**EXERCISE OBJECTIVE:** Give back all of the data, word for word.

[Region pointing data]
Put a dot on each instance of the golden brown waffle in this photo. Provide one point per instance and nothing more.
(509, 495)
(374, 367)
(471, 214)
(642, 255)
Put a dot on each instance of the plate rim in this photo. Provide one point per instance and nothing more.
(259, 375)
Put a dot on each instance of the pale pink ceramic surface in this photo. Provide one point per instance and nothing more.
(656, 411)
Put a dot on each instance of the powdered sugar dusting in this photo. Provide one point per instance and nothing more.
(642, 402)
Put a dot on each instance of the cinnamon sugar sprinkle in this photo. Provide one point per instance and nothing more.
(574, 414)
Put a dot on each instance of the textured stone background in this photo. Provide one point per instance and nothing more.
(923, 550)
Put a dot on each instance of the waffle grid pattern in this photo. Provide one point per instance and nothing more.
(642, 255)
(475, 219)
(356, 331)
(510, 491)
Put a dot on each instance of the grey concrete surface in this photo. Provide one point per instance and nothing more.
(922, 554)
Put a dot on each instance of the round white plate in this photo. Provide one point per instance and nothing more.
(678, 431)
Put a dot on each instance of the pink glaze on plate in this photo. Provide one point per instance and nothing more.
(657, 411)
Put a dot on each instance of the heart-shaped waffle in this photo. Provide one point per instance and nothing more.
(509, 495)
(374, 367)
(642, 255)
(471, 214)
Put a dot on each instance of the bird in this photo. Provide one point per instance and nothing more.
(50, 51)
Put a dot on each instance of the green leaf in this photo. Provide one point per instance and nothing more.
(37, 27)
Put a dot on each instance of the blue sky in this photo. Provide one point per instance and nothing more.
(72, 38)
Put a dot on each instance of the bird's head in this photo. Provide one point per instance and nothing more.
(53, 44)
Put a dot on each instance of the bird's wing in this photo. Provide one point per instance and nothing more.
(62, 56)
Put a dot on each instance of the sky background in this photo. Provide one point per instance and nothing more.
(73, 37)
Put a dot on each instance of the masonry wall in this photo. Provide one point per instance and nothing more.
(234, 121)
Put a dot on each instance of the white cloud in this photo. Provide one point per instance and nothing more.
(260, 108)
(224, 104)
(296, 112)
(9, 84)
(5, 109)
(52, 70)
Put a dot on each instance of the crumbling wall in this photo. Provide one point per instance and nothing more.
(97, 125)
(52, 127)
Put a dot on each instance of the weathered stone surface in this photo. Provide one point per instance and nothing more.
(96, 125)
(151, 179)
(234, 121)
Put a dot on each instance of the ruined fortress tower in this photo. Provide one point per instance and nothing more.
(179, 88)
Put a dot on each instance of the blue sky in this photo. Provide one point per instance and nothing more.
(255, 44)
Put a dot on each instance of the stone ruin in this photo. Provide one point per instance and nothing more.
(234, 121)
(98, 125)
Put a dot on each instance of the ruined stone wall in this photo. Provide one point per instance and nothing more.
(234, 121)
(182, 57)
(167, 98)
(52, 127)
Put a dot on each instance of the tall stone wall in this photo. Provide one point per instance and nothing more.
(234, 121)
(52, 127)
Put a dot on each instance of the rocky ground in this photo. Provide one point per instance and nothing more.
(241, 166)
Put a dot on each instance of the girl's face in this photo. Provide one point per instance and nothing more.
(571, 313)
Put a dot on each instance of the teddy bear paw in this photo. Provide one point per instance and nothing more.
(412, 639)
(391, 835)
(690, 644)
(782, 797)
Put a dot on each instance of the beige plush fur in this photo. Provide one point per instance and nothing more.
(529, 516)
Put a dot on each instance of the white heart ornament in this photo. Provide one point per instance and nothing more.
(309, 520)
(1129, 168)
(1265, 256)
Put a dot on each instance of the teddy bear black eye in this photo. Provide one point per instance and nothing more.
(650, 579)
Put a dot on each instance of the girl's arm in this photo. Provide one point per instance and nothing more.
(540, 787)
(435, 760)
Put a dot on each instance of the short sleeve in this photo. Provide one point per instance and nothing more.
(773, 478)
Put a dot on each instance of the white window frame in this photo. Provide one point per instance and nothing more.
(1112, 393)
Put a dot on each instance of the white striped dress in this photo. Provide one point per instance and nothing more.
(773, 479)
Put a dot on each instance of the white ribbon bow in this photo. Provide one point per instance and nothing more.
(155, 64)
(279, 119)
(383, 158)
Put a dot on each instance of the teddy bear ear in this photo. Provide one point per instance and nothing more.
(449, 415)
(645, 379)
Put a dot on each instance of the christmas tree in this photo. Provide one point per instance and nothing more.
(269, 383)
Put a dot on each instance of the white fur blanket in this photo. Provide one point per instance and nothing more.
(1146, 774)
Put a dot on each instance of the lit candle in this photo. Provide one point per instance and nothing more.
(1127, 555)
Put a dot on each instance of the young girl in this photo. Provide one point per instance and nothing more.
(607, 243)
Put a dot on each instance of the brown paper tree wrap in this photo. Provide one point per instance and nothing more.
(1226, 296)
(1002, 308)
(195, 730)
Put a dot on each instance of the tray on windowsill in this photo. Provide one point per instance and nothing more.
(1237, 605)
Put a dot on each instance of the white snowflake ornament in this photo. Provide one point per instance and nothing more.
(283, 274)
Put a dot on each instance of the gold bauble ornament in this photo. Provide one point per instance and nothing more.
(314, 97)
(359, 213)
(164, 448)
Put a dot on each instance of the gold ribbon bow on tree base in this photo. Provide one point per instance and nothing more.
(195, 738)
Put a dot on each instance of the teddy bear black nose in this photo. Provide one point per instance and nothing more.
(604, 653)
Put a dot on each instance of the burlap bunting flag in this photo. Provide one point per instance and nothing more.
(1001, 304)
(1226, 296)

**TASK RESULT:**
Put a dot on each instance of the golden brown waffle in this photo. Provide one point per instance and nothing more.
(509, 495)
(374, 367)
(471, 214)
(642, 255)
Put a dot on each instance of the plate rim in this photo. Provide one point per instance and nothing more.
(259, 375)
Put a dot on each instance of the pale pink ceramic surface in this photo. Provide one point per instance and nothing more.
(656, 411)
Put a dot on each instance of the powdered sugar dusting in this photo. Provide one point per instance and nothing more.
(642, 402)
Put a dot on each instance of the cinnamon sugar sprinkle in this photo. Provide one point per instance and nothing more.
(574, 414)
Put a dot on each instance of the textured stone background in this photo. Provide one point per instance and nothing more.
(923, 550)
Put a dot on each instance of the waffle grid pattern in this photo. Provide one point per instance and nothing more.
(642, 255)
(475, 219)
(356, 331)
(510, 491)
Put a dot on each instance of the grey concrete surface in this photo. Provide one point per instance and nothing more.
(922, 554)
Put a dot on each instance of the round white plate in this photo. Provide one point per instance and nothing more.
(678, 431)
Put a dot on each instance of the pink glaze on plate in this photo. Provide one point per instance and nothing more.
(657, 411)
Put a dot on each instance of the heart-shaped waffle in this photo. Provide one point per instance and nothing more.
(509, 495)
(374, 367)
(642, 255)
(471, 214)
Put a dot on each instance of the bird in this photo. Provide one point per instance and nothing more.
(50, 51)
Put a dot on each instance of the green leaf in this photo. Provide one point per instance and nothing more.
(37, 27)
Put a dot on each instance of the blue sky in this photo. Provide one point per instance and nothing more.
(72, 38)
Put a dot on each instance of the bird's head in this photo. Provide one point per instance and nothing more.
(53, 44)
Put a dot on each instance of the bird's wing in this photo. Provide one point per instance and nothing more.
(62, 56)
Put a dot on each instance of the sky background in this photo. Provide one point per instance and nothing more.
(73, 37)
Put a dot on each instance of the masonry wall in this photo. Provide one point per instance and nothing more.
(234, 121)
Put a dot on each instance of the white cloud in this photo. Provide one point per instance and nothing more.
(260, 108)
(224, 104)
(296, 112)
(9, 84)
(5, 109)
(52, 70)
Put a dot on each instance of the crumbling wall in this photo. Provide one point per instance and nothing more.
(97, 125)
(52, 127)
Put a dot on each instance of the weathered stone surface in this photo. Provide one point per instance and nothing more.
(96, 125)
(151, 179)
(234, 121)
Put a dot on each instance of the ruined fortress tower in this photo. Provide one point per instance and nothing more.
(179, 88)
Put a dot on each instance of the blue sky in this photo. Provide one point per instance and nothing more.
(255, 44)
Put a dot on each instance of the stone ruin in this photo. Provide one point per instance and nothing more.
(234, 121)
(98, 125)
Put a dot on each instance of the ruined stone wall in this photo. Provide one point per instance and nothing more.
(234, 121)
(182, 57)
(167, 98)
(52, 127)
Put a dot on each instance of the tall stone wall in this photo. Provide one point per instance and nothing more.
(234, 121)
(52, 127)
Put a dot on each instance of the rocky ground in this photo. Provide one point per instance and nothing more.
(241, 166)
Put a dot on each instance of the girl's face in this photo. Provide one point per instance and nothing more.
(571, 313)
Put a dot on each instance of the teddy bear paw in this photo. Provide one point per instance and nothing more.
(412, 639)
(391, 835)
(690, 644)
(782, 797)
Put a dot on each instance of the beige plush fur in this photo. Provide one point per instance and nothing more.
(529, 516)
Put a dot on each instance of the white heart ornament in this photo. Provide one point per instance and nothing more.
(309, 520)
(1129, 168)
(1265, 256)
Put a dot on each instance of the teddy bear black eye in this photo. Provide one point per instance and nothing more.
(650, 579)
Put a dot on each instance of the girl's arm in this photo. Provide one point per instance and nothing more.
(540, 787)
(435, 760)
Put a dot on each instance of the short sleeve in this photo. Provide one point per instance and nothing more.
(773, 478)
Put a dot on each instance of the white window frame in this photo. Provide one point per instance and nothing more.
(1112, 393)
Put a dot on each instance of the white striped dress in this photo. Provide one point per instance and nothing more.
(773, 479)
Put a dot on each instance of the white ribbon bow in this photo. Provide one point per instance and nothing more.
(155, 64)
(279, 119)
(383, 158)
Put a dot on each instance of the teddy bear ear in this photo. Provide one point per instance and nothing more.
(449, 415)
(645, 379)
Put a dot on each instance of the christmas tree in this photo. Provide one point per instance and nothing more.
(269, 383)
Put a dot on each instance of the white fur blanket in this photo. Provide one point per instance and nothing more.
(1146, 774)
Put a dot on each instance of the lit candle in this photo. Provide one point per instance and nothing more.
(1127, 555)
Put a dot on each instance of the young girl in this photo. Provide one point per instance and nothing more.
(607, 243)
Put a dot on each instance of the brown paper tree wrap in this photo. Provide one point per instance and nothing more.
(1226, 296)
(1002, 308)
(195, 730)
Put a dot on each instance of the tray on windowsill in this photo. Provide one point per instance and nothing more.
(1237, 605)
Put a dot on each instance of the white snowflake ornament in this photo. Provide one point per instance and nothing more.
(283, 274)
Put a dot on each instance of the gold bauble ornament in this photo. Provide one point per instance and nothing more.
(314, 97)
(359, 213)
(164, 448)
Put a dot on each instance of the gold ribbon bow on tree base in this photo. Provide one point per instance and nothing more.
(195, 738)
Put a dot on each instance of the teddy bear black nose in this photo. Provide one point per instance and nothing more.
(604, 653)
Put a dot on each instance of the burlap bunting flag in this photo. Provide one point per instance and nothing more.
(1001, 304)
(1226, 296)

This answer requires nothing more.